### WRITTEN PROBLEM
Please copy word for word the lines of the entries below, from the line with "641, row 614." up to and including the line with "column 739, row 434".

### GIVEN DATA
>>>>>
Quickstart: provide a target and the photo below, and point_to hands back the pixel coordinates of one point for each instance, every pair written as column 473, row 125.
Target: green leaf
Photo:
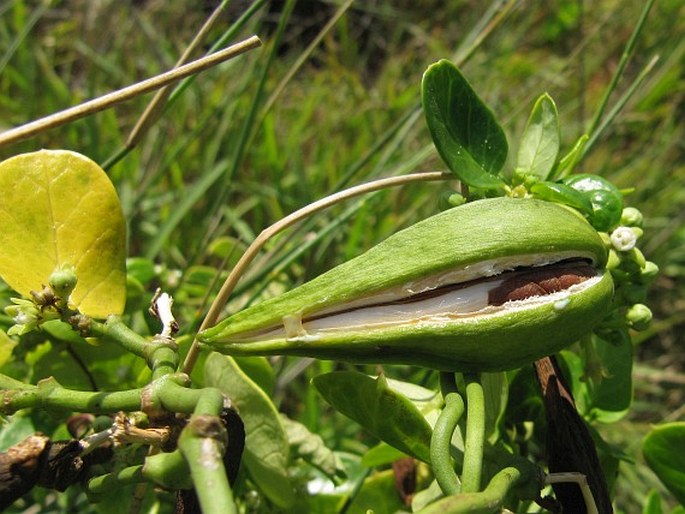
column 540, row 144
column 266, row 443
column 653, row 503
column 311, row 448
column 563, row 194
column 381, row 455
column 378, row 494
column 606, row 199
column 568, row 161
column 464, row 130
column 387, row 414
column 59, row 208
column 663, row 451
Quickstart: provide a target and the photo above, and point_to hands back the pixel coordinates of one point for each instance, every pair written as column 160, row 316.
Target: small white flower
column 623, row 239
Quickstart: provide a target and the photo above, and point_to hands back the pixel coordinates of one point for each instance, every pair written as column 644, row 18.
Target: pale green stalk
column 441, row 463
column 474, row 441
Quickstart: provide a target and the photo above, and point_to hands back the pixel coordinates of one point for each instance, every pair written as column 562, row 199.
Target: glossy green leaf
column 381, row 455
column 386, row 413
column 561, row 193
column 378, row 494
column 311, row 448
column 464, row 130
column 59, row 208
column 606, row 199
column 540, row 143
column 663, row 451
column 266, row 443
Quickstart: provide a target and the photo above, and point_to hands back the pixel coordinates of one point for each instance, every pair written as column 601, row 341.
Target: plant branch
column 486, row 502
column 50, row 394
column 441, row 463
column 203, row 443
column 227, row 288
column 475, row 435
column 103, row 102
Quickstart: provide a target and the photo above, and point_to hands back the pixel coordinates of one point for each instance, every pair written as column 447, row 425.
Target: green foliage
column 465, row 132
column 372, row 403
column 663, row 451
column 349, row 114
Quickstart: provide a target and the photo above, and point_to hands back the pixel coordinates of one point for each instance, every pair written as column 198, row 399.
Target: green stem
column 441, row 463
column 486, row 502
column 50, row 394
column 116, row 330
column 160, row 354
column 475, row 435
column 106, row 483
column 202, row 443
column 448, row 383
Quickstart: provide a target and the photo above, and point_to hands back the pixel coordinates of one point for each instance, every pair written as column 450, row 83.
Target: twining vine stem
column 229, row 285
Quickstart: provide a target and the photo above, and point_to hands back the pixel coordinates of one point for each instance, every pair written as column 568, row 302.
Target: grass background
column 235, row 152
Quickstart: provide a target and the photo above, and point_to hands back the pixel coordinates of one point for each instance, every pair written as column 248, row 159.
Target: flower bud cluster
column 632, row 274
column 49, row 303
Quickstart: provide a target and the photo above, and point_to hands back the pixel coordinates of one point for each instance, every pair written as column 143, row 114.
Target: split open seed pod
column 490, row 285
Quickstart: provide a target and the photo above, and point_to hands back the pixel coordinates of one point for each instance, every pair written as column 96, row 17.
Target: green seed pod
column 490, row 285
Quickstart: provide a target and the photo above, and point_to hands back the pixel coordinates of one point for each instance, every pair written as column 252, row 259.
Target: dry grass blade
column 116, row 97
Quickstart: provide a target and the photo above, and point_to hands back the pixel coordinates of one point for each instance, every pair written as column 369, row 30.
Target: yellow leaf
column 59, row 208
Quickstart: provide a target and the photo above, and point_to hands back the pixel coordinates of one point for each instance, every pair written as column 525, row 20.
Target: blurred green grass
column 217, row 164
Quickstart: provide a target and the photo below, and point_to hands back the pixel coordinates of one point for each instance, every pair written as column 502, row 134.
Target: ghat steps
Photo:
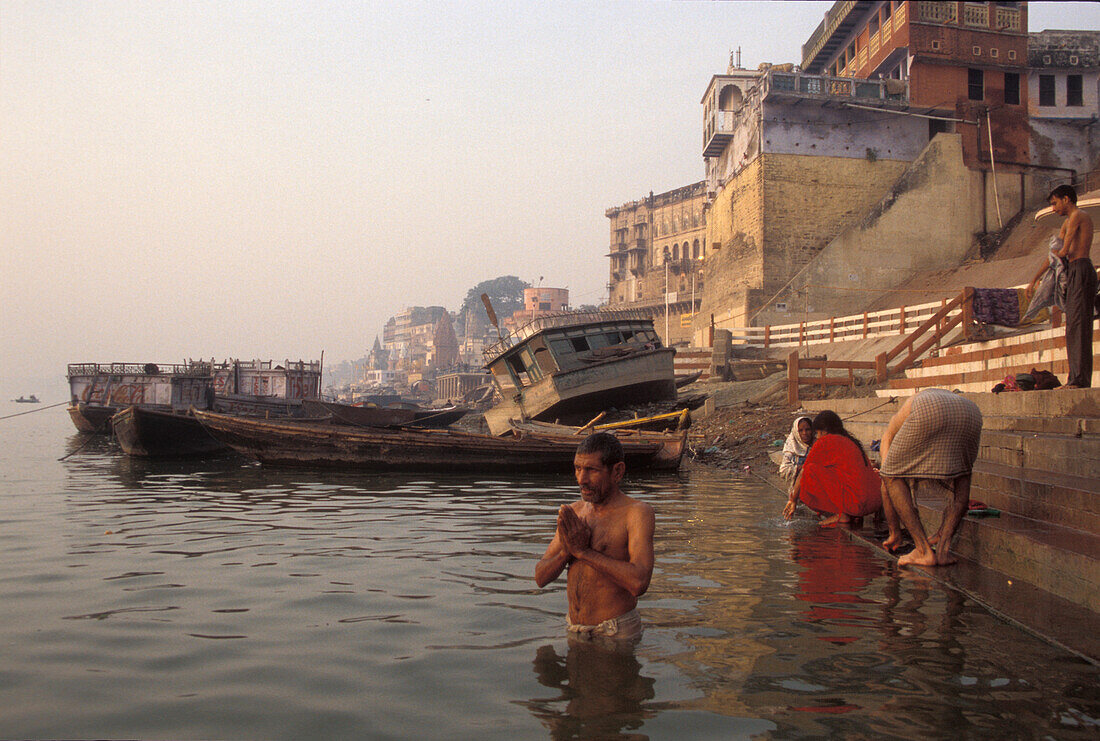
column 1040, row 464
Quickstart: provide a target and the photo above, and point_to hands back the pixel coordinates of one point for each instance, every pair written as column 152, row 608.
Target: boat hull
column 146, row 432
column 92, row 418
column 343, row 413
column 299, row 443
column 642, row 377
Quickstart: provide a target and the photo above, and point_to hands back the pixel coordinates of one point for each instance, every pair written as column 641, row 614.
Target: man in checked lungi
column 934, row 435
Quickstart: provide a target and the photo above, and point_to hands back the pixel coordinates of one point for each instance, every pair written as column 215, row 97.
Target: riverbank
column 748, row 420
column 739, row 434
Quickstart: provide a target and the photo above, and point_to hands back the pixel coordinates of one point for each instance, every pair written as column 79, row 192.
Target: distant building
column 657, row 249
column 537, row 301
column 964, row 61
column 408, row 336
column 545, row 300
column 1064, row 98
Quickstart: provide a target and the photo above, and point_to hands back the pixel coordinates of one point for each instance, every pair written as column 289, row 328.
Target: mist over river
column 222, row 599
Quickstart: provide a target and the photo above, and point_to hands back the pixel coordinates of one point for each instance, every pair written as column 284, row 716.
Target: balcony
column 791, row 87
column 937, row 12
column 887, row 92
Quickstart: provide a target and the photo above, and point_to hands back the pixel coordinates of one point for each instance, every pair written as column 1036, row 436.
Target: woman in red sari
column 836, row 478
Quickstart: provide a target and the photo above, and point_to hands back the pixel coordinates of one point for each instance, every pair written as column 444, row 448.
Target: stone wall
column 810, row 200
column 772, row 218
column 926, row 221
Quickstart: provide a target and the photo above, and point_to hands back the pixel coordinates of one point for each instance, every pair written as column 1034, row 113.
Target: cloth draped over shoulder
column 794, row 451
column 836, row 478
column 939, row 439
column 1003, row 307
column 1051, row 289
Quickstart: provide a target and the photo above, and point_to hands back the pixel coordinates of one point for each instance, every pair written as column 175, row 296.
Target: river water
column 223, row 599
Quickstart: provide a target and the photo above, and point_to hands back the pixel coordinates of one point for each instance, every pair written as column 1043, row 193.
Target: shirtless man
column 606, row 540
column 934, row 435
column 1076, row 238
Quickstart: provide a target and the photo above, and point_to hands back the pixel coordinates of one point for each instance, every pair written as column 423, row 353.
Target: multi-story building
column 658, row 245
column 537, row 302
column 817, row 174
column 1064, row 98
column 414, row 327
column 965, row 63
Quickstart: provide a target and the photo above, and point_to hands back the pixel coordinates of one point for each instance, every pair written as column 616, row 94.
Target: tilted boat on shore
column 355, row 416
column 318, row 444
column 573, row 364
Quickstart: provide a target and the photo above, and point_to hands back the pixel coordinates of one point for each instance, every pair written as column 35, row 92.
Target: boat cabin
column 551, row 349
column 118, row 385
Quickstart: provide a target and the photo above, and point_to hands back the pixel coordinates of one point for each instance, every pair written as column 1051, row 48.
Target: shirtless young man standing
column 606, row 540
column 1076, row 238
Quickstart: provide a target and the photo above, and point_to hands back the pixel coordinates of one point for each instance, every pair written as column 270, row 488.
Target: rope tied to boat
column 59, row 404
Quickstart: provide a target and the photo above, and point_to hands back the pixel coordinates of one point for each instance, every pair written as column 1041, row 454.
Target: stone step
column 1059, row 560
column 1065, row 623
column 1060, row 499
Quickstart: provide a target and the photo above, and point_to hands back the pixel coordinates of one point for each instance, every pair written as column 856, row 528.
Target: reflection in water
column 222, row 599
column 602, row 690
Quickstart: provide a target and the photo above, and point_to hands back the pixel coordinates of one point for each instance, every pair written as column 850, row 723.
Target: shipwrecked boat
column 570, row 365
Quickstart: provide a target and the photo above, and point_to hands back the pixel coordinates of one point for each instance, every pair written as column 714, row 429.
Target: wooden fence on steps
column 953, row 313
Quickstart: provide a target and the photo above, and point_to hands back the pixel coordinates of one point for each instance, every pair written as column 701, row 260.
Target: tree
column 506, row 292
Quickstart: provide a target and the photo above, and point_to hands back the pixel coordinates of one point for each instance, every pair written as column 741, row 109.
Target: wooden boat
column 562, row 366
column 99, row 391
column 344, row 413
column 158, row 433
column 305, row 443
column 673, row 420
column 671, row 445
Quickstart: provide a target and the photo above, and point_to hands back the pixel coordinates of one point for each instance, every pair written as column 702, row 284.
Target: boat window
column 561, row 347
column 545, row 361
column 531, row 366
column 597, row 341
column 518, row 373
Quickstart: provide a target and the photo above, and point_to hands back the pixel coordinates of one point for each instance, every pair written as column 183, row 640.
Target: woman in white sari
column 796, row 448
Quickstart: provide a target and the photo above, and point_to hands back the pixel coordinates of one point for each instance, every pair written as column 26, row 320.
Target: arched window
column 730, row 98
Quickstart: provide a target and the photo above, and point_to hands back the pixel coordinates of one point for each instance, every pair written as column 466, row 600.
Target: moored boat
column 100, row 390
column 149, row 432
column 356, row 416
column 573, row 364
column 306, row 443
column 671, row 445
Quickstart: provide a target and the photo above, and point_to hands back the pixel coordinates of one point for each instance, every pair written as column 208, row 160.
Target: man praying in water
column 606, row 540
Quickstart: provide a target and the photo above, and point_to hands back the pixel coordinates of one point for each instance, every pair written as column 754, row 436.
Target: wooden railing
column 867, row 325
column 956, row 312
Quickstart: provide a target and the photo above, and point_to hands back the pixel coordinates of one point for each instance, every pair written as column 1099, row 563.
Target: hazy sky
column 270, row 179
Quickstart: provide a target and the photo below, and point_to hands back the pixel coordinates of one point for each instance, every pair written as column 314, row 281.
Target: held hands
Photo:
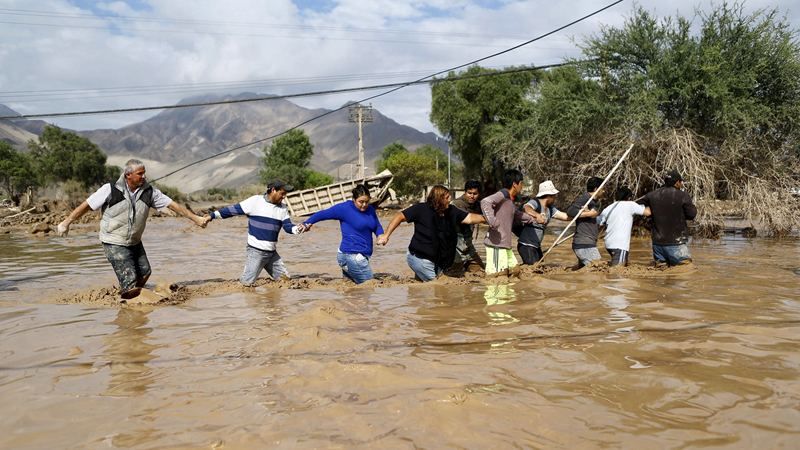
column 63, row 228
column 202, row 221
column 303, row 227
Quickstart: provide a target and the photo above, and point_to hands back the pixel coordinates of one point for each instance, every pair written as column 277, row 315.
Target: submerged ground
column 644, row 359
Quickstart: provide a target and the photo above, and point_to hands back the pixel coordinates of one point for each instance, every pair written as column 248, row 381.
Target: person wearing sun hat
column 266, row 216
column 542, row 210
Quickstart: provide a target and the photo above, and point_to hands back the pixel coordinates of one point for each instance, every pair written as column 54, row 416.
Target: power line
column 364, row 100
column 287, row 96
column 260, row 25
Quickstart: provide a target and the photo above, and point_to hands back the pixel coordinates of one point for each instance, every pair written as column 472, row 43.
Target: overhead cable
column 347, row 105
column 283, row 97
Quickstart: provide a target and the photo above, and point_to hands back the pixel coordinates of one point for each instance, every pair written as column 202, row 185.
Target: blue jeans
column 355, row 266
column 671, row 254
column 258, row 260
column 424, row 269
column 587, row 255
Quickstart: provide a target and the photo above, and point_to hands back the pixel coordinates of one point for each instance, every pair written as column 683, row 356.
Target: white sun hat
column 546, row 188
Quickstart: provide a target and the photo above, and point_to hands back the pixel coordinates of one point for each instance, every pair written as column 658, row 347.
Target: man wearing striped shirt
column 266, row 216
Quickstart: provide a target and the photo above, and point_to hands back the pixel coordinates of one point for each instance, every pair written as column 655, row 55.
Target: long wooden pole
column 558, row 240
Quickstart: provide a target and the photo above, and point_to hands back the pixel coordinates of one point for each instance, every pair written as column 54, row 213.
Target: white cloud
column 176, row 42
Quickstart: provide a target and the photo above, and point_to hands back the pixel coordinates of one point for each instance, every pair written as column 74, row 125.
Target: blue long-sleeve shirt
column 357, row 226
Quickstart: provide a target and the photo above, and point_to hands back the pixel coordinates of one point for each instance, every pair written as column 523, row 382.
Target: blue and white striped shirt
column 265, row 221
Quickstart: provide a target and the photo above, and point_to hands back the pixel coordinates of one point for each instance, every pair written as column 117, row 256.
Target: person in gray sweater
column 501, row 213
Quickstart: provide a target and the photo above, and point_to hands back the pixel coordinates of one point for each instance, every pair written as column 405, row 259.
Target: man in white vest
column 126, row 205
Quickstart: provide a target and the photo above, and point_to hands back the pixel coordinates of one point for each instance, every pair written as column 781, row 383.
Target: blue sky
column 72, row 55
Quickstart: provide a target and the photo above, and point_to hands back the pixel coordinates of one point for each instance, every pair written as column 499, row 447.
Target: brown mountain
column 184, row 135
column 18, row 132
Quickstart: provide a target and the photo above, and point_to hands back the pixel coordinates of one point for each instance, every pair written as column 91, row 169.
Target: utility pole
column 360, row 114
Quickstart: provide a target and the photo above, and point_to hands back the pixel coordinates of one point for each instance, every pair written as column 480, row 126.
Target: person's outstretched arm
column 182, row 210
column 63, row 227
column 473, row 218
column 396, row 221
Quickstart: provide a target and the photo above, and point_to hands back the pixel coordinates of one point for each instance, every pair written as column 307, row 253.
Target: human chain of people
column 442, row 241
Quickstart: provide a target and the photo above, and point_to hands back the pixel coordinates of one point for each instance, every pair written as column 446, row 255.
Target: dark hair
column 360, row 190
column 510, row 177
column 623, row 193
column 593, row 184
column 472, row 184
column 436, row 198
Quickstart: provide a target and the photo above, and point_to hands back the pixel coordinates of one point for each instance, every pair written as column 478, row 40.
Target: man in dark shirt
column 584, row 244
column 433, row 244
column 671, row 208
column 466, row 254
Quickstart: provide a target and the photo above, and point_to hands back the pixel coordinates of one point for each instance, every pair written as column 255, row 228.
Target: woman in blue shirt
column 358, row 222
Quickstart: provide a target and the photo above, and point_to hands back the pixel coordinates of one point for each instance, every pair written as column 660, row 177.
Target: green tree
column 16, row 171
column 60, row 155
column 717, row 98
column 467, row 110
column 287, row 159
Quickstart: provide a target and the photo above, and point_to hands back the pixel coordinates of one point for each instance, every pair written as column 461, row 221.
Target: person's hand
column 63, row 228
column 201, row 221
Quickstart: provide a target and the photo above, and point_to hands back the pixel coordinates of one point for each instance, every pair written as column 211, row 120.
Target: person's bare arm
column 473, row 218
column 532, row 212
column 63, row 227
column 561, row 215
column 180, row 209
column 396, row 221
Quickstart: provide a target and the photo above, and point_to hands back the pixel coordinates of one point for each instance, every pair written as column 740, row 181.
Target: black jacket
column 671, row 209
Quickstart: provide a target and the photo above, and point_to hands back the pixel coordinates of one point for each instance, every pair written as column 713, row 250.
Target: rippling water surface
column 707, row 358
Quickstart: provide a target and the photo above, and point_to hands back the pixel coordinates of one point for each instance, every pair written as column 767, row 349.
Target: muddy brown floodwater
column 706, row 357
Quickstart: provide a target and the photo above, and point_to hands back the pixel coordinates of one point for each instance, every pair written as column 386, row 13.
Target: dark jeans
column 529, row 253
column 130, row 264
column 619, row 257
column 671, row 254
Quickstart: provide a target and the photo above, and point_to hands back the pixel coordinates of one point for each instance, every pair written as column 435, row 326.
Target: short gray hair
<<<<<
### THE RESULT
Quickstart: provide a target and the photo above, and point_to hands back the pixel coordinates of one point for each instance, every pair written as column 641, row 614.
Target: man in checked lungi
column 934, row 435
Quickstart: provide a target and the photo above, and point_to hands back the pixel coordinates of one point for each instance, every pair written as column 215, row 97.
Target: riverbank
column 748, row 420
column 739, row 434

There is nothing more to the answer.